Data provided =
>>>>
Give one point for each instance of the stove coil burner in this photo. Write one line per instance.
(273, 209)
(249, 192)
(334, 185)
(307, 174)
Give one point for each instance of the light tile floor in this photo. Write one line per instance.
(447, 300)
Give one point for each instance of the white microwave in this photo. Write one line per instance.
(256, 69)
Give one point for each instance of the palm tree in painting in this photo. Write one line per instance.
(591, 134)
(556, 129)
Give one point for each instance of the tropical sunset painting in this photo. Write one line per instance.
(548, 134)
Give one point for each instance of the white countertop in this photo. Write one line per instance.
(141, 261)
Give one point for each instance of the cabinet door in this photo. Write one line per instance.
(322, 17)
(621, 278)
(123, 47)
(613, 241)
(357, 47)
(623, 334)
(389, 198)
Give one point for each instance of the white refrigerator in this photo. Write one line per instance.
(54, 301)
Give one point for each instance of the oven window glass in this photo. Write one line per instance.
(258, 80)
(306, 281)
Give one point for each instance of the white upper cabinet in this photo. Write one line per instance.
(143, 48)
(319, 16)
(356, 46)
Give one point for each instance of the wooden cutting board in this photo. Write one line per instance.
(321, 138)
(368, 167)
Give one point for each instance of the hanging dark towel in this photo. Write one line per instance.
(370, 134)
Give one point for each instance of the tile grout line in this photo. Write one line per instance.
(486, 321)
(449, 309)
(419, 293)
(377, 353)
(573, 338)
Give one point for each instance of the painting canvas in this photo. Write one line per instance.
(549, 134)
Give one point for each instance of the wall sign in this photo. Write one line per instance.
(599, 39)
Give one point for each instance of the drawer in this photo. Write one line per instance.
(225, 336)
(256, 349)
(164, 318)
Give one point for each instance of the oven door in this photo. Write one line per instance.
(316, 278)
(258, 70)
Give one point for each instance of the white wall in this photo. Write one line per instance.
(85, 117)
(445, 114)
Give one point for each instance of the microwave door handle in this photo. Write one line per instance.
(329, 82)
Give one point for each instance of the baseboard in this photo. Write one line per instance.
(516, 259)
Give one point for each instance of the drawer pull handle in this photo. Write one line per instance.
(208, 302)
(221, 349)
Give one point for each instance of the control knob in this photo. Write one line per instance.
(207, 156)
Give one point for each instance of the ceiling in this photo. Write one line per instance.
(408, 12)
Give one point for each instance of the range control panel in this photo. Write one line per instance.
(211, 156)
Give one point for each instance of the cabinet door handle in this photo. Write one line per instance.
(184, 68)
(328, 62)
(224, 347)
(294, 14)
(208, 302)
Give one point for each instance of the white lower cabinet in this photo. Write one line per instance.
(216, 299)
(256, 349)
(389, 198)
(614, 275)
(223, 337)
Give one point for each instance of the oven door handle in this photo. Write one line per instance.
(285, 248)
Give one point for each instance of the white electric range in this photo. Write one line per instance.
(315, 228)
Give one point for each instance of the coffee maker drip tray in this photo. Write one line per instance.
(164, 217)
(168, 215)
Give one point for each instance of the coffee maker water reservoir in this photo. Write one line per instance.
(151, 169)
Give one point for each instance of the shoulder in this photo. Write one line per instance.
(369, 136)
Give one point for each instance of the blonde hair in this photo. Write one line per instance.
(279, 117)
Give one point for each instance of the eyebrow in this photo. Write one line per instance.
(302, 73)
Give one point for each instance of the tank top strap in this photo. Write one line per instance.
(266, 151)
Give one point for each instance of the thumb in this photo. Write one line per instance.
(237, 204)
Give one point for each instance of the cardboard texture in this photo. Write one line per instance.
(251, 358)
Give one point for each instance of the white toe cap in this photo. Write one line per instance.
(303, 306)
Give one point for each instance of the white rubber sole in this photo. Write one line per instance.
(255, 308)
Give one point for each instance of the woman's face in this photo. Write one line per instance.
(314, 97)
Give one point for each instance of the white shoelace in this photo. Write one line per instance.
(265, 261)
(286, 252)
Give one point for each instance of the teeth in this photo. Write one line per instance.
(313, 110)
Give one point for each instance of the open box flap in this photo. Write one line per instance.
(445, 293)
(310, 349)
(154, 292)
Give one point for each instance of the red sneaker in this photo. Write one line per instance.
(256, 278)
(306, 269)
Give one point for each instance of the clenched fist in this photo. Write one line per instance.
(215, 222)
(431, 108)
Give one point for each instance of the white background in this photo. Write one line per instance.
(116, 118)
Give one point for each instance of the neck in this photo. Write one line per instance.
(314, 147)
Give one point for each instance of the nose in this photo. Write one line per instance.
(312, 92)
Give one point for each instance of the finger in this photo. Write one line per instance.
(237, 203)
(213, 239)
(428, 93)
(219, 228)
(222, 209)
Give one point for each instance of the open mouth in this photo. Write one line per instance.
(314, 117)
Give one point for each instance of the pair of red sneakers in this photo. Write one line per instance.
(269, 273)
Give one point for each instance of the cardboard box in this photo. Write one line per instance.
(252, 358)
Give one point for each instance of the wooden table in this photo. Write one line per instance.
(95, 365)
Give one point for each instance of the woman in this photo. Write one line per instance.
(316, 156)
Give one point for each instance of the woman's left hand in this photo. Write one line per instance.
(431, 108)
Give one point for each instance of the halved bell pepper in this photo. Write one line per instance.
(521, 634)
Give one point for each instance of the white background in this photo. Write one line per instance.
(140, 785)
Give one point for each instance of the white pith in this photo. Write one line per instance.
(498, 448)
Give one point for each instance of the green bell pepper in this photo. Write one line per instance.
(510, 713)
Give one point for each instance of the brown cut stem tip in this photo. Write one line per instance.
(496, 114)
<<<<
Your goal =
Each line of the material above needs to be quoted exactly, please.

Finished exercise =
Give one point for each instance of the stove coil burner in this photo. Write one line per instance.
(273, 209)
(249, 192)
(334, 185)
(307, 174)
Give one point for each instance of the light tile floor in this photo. Write one line per instance.
(447, 300)
Give one point for each instance of the white microwave in this photo. Write one line per instance.
(256, 69)
Give one point for each instance of the palm tree in painting in this photo. Write one line per instance.
(591, 134)
(556, 129)
Give one point for each instance of the tropical sunset painting in this photo. Write one line per instance.
(548, 134)
Give one point for each instance of the white countertop in this photo. Write one line per instance.
(141, 261)
Give one point for each instance of the cabinet door in this photo. Write one line per instance.
(322, 17)
(621, 278)
(123, 47)
(613, 241)
(357, 47)
(623, 334)
(389, 198)
Give one point for each instance of the white refrigerator in this photo. Write one line per instance.
(54, 301)
Give one point for each instance of the oven window glass in this photo. Write one line per instance.
(258, 80)
(306, 281)
Give one point for each instance of the white upper cabinet in this photo. Write one line per instance.
(143, 48)
(319, 16)
(356, 46)
Give one point for each instance of the wooden cutting board in this photo. Write one line per instance.
(321, 138)
(368, 167)
Give one point for each instance of the hanging dark towel in this photo. Write one line per instance.
(370, 134)
Give one point for each instance of the tile grout line in this photo. Write one line per instance.
(486, 321)
(449, 309)
(419, 293)
(377, 353)
(573, 338)
Give one point for each instance of the painting canvas in this photo. Write one line per instance.
(549, 134)
Give one point for each instance of the wall sign in this photo. Write one line per instance.
(599, 39)
Give one point for each instance of the drawer in this photo. Write one line per instance.
(225, 336)
(256, 349)
(164, 318)
Give one point for each instance of the oven door in this photo. Write one line per instance.
(316, 278)
(258, 70)
Give one point for each instance of the white wall in this photo. Write one line per instance.
(85, 117)
(445, 114)
Give one point for each instance of the microwave door handle in this photo. Write one line per instance.
(329, 82)
Give one point for each instance of the baseboard in this photo. Write one line per instance.
(516, 259)
Give one point for each instance of the drawer pull handle in this photo. Write one line per instance.
(208, 302)
(221, 349)
Give one point for each instance of the control knob in this photo. Write one line per instance.
(207, 156)
Give one point for each instance of the ceiling in this photo. Write one line per instance.
(408, 12)
Give one point for each instance of the range control panel in this photo. Write one line per instance.
(211, 156)
Give one point for each instance of the cabinet door handle in this photo. Write one line per instance.
(184, 68)
(328, 62)
(224, 347)
(294, 14)
(208, 302)
Give one point for each instance of the white lower cabinet in this photo. Write one line per instance.
(216, 299)
(256, 349)
(389, 198)
(614, 275)
(223, 337)
Give one point for each instance of the oven door handle in this photo. Write one line per instance.
(285, 248)
Give one point for each instance of the white electric range in this photo. Write one line per instance.
(315, 228)
Give one point for each instance of the coffee maker drip tray in this photo. Write one line per instance.
(164, 217)
(168, 215)
Give one point for each instance of the coffee maker water reservoir in this photo. Write one line per instance.
(151, 169)
Give one point for each instance of the shoulder in this photo. Write one line per instance.
(369, 136)
Give one point for each instance of the blonde hair in this photo. Write one line per instance.
(279, 117)
Give one point for each instance of the eyebrow in this photo. Write one line per instance.
(302, 73)
Give one point for each instance of the tank top strap in this photo. Write one line per instance.
(266, 151)
Give one point for each instance of the thumb in this photo. Write one line per instance.
(237, 204)
Give one point for each instance of the cardboard texture in this photo. Write one line per instance.
(251, 358)
Give one point for each instance of the white toe cap in this photo. Write one line per instance.
(303, 306)
Give one point for each instance of the white rubber sole in this photo. Write one line per instance.
(255, 308)
Give one point for each instance of the woman's face in this photo. Write one line per instance.
(314, 97)
Give one point for each instance of the white shoelace in this photo. Write one line per instance.
(265, 261)
(286, 252)
Give one point for each instance of the teeth in this photo. Write one line per instance.
(313, 110)
Give one point for each instance of the open box flap in this photo. Write one line per instance.
(445, 293)
(310, 349)
(154, 292)
Give one point for each instance of the red sneaker in this photo. Write one line per instance.
(256, 278)
(306, 269)
Give one point for each instance of the clenched fist in this photo. Write one line per instance.
(215, 222)
(431, 108)
Give one point for each instance of the white background in this photo. Write one line per instance.
(116, 118)
Give one point for each instance of the neck in this photo. Write one line per instance.
(314, 147)
Give one point for each instance of the nose in this photo. Write one line per instance.
(312, 92)
Give one point for each instance of the finger in this photo. Write one line per instance.
(237, 203)
(213, 239)
(428, 93)
(219, 228)
(222, 209)
Give one point for each instance of the open mouth in this photo. Write one line per instance.
(314, 117)
Give one point for each instance of the pair of red sneakers in this photo. Write one line per instance.
(269, 273)
Give one point for each instance of the cardboard box in this photo. Write one line per instance.
(252, 358)
Give one point for each instance of the wooden table in this photo. Write one line per instance.
(95, 365)
Give one point for each instance of the woman in this photo. Write one line per instance.
(316, 156)
Give one point for each instance of the woman's left hand in this photo. Write one line per instance.
(431, 108)
Give one point for each instance of the halved bell pepper in this photo. Write one line per instance.
(521, 634)
Give one point for each instance of the white background in this photo. Write one line per instance.
(140, 785)
Give one point for each instance of the white pith in this photo. Write one line per instance.
(498, 448)
Give one point for each instance of the green bell pepper in this photo. Write one line per instance.
(510, 713)
Give one point for each instance of the brown cut stem tip in this photo. Write one line per instance.
(496, 114)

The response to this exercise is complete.